## Segmentation dataset records

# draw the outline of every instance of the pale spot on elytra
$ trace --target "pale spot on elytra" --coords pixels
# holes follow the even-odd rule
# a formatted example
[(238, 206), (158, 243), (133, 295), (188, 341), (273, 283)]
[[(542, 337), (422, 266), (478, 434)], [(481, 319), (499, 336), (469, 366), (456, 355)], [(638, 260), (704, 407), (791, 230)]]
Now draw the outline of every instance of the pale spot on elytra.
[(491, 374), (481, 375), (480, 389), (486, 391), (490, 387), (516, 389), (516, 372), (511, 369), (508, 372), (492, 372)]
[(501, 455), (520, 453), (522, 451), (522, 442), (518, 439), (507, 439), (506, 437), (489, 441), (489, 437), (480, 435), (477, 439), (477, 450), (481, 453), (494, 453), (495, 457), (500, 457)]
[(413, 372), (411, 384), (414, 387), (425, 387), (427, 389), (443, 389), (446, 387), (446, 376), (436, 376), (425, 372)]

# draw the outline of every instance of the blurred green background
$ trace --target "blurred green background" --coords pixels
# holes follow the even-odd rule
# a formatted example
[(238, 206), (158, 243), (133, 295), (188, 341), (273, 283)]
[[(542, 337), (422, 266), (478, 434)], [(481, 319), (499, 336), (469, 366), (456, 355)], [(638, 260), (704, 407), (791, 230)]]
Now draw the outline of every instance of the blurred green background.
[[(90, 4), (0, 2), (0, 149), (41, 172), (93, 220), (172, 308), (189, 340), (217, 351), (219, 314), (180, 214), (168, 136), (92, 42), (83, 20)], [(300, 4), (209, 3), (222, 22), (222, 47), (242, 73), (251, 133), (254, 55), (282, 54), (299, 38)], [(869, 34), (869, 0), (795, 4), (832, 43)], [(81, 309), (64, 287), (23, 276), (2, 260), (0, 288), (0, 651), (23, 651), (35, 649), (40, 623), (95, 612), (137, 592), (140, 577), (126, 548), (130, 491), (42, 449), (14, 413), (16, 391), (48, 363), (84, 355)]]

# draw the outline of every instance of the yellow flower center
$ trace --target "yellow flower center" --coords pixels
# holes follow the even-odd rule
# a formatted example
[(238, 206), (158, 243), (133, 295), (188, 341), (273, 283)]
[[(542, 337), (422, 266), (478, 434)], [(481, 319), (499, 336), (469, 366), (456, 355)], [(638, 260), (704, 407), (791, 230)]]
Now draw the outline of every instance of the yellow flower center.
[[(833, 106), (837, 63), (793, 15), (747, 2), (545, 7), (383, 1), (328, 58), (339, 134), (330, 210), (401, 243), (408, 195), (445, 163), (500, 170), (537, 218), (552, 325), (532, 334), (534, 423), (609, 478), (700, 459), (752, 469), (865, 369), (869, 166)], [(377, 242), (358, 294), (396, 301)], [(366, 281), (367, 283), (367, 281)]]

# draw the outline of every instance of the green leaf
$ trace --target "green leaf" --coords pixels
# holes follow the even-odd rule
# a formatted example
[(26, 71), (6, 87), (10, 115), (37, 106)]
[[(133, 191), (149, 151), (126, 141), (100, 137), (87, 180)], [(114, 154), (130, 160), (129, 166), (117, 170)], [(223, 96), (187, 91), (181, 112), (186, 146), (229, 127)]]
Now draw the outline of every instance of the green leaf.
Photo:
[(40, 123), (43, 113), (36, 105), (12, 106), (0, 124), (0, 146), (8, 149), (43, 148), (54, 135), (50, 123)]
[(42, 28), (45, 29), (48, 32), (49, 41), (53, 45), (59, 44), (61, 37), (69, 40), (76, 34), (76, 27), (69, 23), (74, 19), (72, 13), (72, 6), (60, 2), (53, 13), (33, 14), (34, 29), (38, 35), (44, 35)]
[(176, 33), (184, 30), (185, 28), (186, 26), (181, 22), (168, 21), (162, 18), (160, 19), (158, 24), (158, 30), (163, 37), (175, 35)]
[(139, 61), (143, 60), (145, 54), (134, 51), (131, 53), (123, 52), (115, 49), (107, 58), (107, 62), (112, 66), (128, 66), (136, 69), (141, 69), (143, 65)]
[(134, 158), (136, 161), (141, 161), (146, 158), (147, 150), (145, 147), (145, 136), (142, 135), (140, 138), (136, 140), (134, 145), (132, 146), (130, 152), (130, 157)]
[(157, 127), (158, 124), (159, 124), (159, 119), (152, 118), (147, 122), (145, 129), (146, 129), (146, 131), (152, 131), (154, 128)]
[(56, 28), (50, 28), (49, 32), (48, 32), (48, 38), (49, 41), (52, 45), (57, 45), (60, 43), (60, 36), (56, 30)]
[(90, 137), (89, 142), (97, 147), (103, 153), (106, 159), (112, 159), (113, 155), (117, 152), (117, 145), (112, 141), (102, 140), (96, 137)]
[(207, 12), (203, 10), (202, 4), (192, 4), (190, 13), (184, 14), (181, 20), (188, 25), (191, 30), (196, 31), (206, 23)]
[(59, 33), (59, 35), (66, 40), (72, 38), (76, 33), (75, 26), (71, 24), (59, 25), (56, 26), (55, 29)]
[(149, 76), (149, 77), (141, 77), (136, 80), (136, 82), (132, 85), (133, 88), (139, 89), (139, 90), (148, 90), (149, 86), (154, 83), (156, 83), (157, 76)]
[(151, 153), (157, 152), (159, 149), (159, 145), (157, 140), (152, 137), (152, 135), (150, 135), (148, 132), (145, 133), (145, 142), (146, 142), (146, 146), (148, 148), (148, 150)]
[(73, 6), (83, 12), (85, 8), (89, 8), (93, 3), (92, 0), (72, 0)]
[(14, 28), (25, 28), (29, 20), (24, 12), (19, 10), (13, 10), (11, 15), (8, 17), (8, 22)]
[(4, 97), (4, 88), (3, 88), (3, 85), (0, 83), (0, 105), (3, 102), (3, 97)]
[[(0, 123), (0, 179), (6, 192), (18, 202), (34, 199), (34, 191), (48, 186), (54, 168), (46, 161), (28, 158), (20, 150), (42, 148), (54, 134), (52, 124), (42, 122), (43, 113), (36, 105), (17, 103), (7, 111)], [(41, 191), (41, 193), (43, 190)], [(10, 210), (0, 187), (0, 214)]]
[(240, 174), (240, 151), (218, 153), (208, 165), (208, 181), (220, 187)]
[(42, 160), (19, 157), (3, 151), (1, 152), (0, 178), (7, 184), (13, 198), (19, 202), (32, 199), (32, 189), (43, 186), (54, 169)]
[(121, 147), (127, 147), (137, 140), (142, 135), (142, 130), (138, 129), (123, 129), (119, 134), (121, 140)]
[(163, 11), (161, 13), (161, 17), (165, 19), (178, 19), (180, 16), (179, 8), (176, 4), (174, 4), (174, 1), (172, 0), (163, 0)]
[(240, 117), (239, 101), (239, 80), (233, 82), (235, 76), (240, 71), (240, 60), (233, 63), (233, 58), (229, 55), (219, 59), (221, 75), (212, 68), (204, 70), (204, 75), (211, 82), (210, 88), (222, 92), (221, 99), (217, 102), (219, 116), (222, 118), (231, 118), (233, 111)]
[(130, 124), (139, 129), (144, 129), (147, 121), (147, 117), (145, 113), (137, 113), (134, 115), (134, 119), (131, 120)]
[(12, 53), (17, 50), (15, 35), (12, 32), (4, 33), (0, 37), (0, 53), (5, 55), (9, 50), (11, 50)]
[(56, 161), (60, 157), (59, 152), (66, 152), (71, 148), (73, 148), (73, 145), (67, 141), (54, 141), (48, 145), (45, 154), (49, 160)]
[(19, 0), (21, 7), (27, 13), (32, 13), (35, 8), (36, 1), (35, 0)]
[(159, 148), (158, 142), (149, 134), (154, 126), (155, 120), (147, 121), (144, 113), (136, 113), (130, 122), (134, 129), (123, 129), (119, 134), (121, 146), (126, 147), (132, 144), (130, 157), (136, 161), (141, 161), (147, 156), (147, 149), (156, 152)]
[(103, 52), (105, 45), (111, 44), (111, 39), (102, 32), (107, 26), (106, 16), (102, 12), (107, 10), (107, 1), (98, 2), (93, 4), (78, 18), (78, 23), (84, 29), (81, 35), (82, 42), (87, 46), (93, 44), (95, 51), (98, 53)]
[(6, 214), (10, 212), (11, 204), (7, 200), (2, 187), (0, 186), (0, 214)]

## GOAL OF THE EXERCISE
Show each line of the records above that contains the word "draw".

## FINISHED TASK
# draw the outline of every instance of the pale spot on elytra
Now draw the outline of every instance of the pale spot on elytra.
# draw the outline of every instance of the blurred green background
Now draw the outline of every instance of the blurred green background.
# draw the outline of every instance of the yellow flower center
Now draw the outline of every instance of the yellow flower center.
# draw the outline of every instance of the green leaf
Now draw the outline of every instance of the green leaf.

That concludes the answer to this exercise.